What you need to do -> Please copy every line of the records from the line containing "sea -> coordinates" through the line containing "[182,78,185,87]", adjusting each coordinate by -64. Leave the pictures out of your answer.

Record list ->
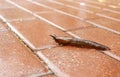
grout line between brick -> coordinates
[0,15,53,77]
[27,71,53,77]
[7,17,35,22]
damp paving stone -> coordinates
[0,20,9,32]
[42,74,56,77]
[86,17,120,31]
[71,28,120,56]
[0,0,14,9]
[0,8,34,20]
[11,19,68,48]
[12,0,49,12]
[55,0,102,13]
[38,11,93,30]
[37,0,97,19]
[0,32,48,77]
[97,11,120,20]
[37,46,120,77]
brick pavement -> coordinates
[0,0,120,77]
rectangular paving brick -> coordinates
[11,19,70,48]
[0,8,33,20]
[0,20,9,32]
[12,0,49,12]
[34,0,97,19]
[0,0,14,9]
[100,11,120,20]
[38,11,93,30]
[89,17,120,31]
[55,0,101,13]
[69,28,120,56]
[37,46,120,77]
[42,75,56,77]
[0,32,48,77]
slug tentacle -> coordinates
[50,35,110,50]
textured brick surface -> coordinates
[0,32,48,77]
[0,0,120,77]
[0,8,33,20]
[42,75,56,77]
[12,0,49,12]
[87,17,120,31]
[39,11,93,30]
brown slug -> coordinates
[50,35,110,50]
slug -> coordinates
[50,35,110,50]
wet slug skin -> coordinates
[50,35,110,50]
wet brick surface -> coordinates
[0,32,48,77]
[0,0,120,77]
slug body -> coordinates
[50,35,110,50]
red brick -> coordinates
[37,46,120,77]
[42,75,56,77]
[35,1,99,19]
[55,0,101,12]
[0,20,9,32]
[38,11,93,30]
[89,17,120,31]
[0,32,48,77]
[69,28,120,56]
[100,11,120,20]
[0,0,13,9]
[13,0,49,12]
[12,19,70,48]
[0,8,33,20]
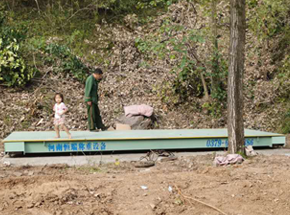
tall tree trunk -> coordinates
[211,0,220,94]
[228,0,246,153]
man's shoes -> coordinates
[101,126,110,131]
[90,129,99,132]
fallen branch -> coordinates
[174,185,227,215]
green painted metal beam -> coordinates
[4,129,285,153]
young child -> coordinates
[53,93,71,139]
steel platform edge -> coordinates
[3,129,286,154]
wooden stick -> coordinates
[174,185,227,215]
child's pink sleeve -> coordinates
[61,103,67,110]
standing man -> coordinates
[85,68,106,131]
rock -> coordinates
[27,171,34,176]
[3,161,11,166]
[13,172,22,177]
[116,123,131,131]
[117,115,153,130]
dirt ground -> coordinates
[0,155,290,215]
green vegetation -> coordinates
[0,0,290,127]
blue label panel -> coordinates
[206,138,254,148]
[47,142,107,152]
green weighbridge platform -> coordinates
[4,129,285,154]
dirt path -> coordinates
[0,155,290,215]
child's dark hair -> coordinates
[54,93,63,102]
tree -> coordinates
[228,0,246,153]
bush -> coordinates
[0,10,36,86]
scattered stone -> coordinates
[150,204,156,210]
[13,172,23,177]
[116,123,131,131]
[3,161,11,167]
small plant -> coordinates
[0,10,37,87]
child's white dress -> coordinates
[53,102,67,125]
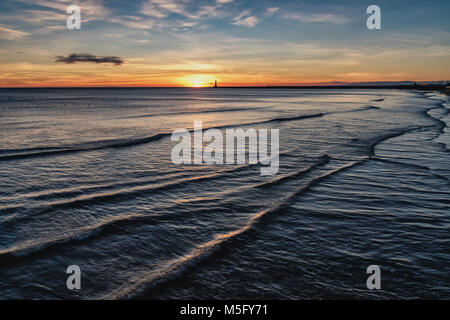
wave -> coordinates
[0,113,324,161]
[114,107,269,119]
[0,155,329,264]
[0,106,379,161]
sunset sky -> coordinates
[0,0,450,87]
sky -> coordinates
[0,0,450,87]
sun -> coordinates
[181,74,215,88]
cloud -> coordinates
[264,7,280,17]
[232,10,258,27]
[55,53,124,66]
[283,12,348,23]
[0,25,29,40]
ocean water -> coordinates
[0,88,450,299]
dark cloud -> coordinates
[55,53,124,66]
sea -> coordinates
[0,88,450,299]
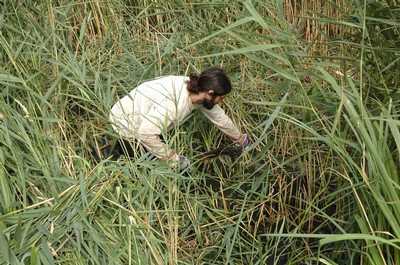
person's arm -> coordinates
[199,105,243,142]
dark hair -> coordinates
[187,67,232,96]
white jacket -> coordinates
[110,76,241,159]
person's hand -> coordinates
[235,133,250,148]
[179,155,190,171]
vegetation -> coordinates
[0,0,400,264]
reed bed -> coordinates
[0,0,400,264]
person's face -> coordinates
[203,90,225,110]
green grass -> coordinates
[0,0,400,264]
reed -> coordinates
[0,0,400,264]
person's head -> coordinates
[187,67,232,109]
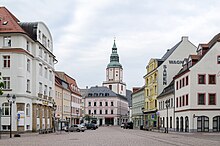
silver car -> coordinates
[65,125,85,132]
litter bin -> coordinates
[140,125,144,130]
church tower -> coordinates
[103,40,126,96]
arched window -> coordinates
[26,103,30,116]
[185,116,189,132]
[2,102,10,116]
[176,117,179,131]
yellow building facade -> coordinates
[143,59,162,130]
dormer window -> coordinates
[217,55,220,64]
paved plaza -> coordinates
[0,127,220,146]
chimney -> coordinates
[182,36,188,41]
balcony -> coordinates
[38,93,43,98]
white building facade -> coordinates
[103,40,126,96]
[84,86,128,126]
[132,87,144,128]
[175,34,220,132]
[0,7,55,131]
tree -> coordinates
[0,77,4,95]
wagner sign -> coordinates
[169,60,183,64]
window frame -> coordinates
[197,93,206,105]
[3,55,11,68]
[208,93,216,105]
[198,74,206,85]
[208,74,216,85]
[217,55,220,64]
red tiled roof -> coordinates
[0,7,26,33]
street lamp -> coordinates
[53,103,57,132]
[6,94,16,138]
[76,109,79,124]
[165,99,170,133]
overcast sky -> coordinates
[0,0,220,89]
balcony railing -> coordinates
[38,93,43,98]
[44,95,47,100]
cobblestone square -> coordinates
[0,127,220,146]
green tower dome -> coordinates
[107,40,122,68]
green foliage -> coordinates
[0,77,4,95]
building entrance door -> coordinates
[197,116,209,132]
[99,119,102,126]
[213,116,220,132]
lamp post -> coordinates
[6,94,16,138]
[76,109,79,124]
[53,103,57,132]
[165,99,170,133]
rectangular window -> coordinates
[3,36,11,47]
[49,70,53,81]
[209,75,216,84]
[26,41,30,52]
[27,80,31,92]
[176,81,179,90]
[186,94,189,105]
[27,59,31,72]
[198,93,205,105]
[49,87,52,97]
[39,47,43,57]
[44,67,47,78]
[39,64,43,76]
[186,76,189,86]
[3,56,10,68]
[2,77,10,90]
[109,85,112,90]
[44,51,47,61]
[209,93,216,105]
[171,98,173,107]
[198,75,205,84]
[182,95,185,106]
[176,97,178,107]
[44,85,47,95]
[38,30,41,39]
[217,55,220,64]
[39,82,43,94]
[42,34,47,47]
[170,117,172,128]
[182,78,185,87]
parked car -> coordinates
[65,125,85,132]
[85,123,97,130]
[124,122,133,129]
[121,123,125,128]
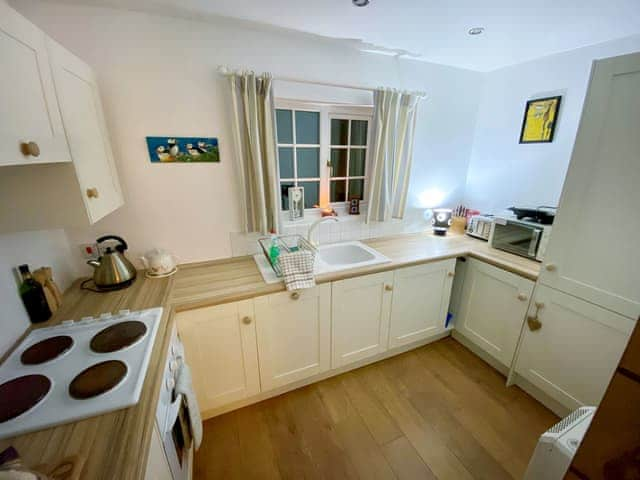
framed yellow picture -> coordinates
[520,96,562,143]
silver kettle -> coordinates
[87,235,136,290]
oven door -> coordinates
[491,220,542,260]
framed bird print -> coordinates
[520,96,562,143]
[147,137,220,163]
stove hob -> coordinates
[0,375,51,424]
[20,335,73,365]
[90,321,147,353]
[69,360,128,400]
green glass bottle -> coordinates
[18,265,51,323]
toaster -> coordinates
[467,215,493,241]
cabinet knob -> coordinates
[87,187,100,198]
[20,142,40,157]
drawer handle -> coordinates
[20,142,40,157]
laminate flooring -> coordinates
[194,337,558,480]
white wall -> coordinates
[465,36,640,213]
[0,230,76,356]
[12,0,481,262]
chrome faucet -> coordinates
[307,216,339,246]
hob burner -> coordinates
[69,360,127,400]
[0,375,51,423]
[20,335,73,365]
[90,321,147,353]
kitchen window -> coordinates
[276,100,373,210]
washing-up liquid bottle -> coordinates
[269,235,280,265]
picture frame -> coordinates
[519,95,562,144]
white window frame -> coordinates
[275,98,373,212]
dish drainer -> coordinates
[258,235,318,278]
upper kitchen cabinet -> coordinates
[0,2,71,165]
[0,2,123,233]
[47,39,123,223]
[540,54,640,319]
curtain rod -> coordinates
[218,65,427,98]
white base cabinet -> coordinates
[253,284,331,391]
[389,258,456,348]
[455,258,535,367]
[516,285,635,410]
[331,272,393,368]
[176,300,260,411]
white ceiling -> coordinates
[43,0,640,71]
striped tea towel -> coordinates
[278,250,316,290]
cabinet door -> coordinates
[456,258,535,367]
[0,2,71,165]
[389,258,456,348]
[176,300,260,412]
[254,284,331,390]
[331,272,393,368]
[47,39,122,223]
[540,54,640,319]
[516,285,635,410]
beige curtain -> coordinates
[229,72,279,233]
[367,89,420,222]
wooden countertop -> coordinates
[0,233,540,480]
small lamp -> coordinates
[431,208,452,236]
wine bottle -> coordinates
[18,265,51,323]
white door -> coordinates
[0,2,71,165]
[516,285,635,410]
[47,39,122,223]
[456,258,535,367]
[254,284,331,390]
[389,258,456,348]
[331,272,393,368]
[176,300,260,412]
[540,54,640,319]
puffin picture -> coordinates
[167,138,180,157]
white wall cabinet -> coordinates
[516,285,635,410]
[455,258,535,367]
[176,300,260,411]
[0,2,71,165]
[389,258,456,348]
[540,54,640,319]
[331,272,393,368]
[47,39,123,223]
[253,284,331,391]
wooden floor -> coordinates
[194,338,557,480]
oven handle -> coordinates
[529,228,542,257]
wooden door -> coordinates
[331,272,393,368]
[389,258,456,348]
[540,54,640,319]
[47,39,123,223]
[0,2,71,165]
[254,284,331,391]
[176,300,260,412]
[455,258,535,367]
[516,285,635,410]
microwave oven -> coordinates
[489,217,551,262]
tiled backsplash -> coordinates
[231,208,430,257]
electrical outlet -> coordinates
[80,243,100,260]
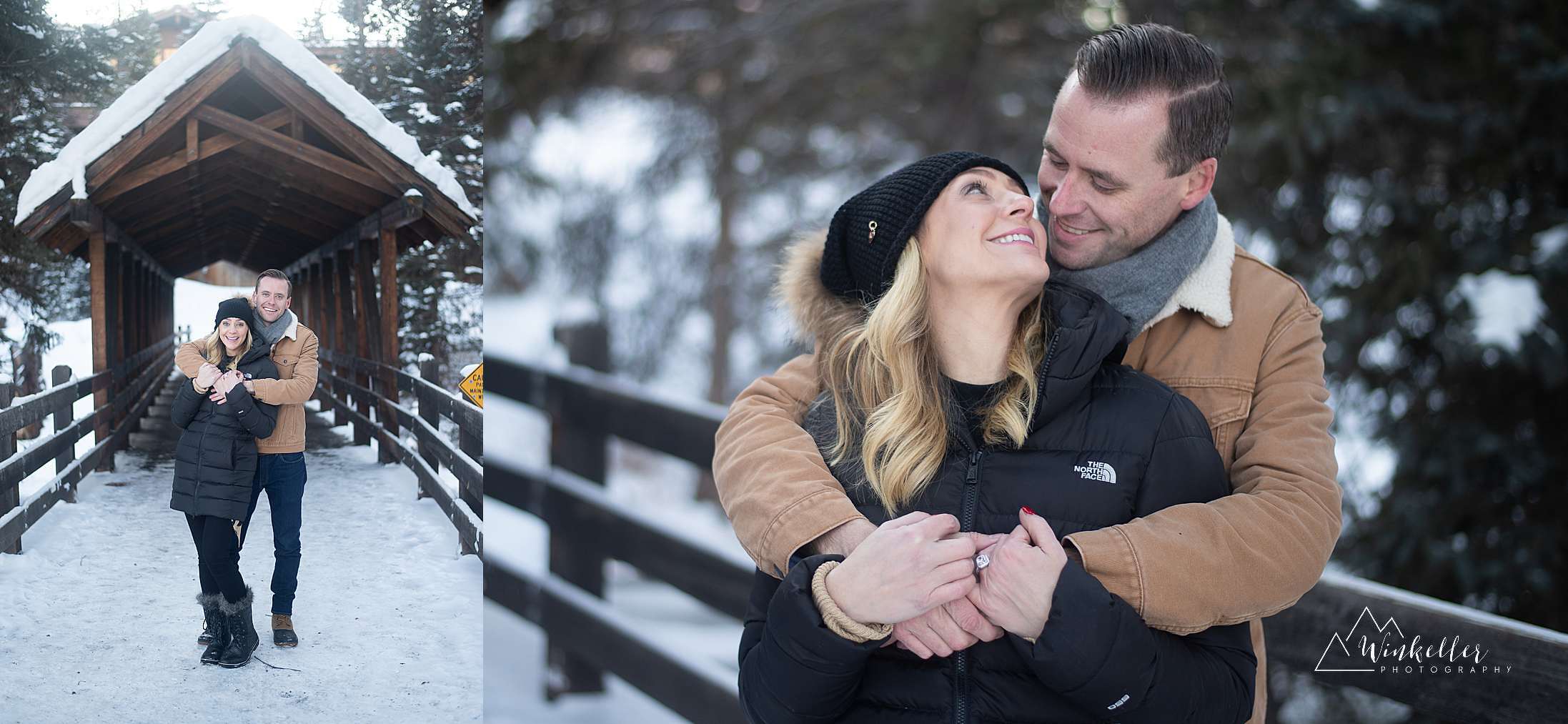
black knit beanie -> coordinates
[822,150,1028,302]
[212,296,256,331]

Output for this task ->
sea -> coordinates
[-64,24,386,235]
person's arm -> coordinates
[135,41,179,78]
dark hair -> coordinates
[123,3,168,32]
white jacket -> coordinates
[46,12,177,95]
person's hand -> coordinates
[171,69,186,84]
[115,91,126,107]
vegetation -> coordinates
[-64,-64,336,200]
reed bed -> coordinates
[-64,-64,336,200]
person's face -> coordinates
[139,26,161,46]
green grass -> coordinates
[-64,-64,336,200]
reed -> coordinates
[-64,-64,336,200]
person's head -> coordinates
[123,3,168,45]
silver car -> coordinates
[1,61,21,68]
litter bin -> coordinates
[76,61,80,66]
church tower -> coordinates
[39,-24,62,32]
arched window -> coordinates
[-38,39,-34,52]
[121,52,125,68]
[-62,38,-54,52]
[112,53,115,67]
yellow building facade -> coordinates
[79,-5,98,66]
dormer window -> coordinates
[153,-9,156,0]
paved plaza -> coordinates
[-64,63,156,82]
chimney -> coordinates
[118,-28,124,-23]
balcony -> coordinates
[-26,29,-21,34]
white building facade -> coordinates
[39,-24,62,32]
[20,22,64,62]
[68,23,80,64]
[111,-30,156,68]
[-64,-57,-9,67]
tree -> coordinates
[-64,13,-60,31]
wagner sign -> coordinates
[105,-4,119,0]
window frame -> coordinates
[133,29,142,41]
[-61,-9,-53,4]
[144,29,152,41]
[134,10,142,21]
[144,10,152,21]
[153,-9,156,0]
red tiled roof -> coordinates
[-64,-57,-38,-31]
street lamp -> coordinates
[-11,39,-7,68]
[-58,30,-48,74]
[12,45,15,60]
[101,35,106,69]
overcast sky -> coordinates
[-64,-64,156,25]
balcony railing -> coordinates
[-26,29,-21,34]
[-20,31,-17,36]
cobblestone square -> coordinates
[-64,63,156,82]
green tower dome -> coordinates
[43,-24,58,4]
green foliage -> coordinates
[-64,13,-60,31]
building entrance door -> coordinates
[133,52,145,68]
[35,55,38,62]
[149,52,156,68]
lamp post -> coordinates
[-58,30,-48,74]
[12,45,15,60]
[-11,39,-7,68]
[101,35,106,69]
rectangular window -> coordinates
[-61,-28,-53,-17]
[-15,6,-11,17]
[145,11,152,20]
[-38,-23,-34,-12]
[-37,16,-33,28]
[112,17,115,26]
[122,30,125,41]
[-37,-5,-33,8]
[134,29,141,41]
[-15,23,-12,33]
[-25,-17,-21,-7]
[-20,3,-17,14]
[-25,0,-21,12]
[122,12,125,22]
[-61,-8,-54,4]
[-62,13,-54,26]
[45,21,48,26]
[-20,-13,-17,-3]
[145,29,152,41]
[107,34,109,43]
[134,11,141,20]
[118,31,121,42]
[112,33,114,43]
[-20,21,-17,31]
[-26,-34,-23,-25]
[153,-9,156,0]
[-25,18,-21,30]
[-22,-30,-17,-17]
[106,53,108,64]
[118,14,121,23]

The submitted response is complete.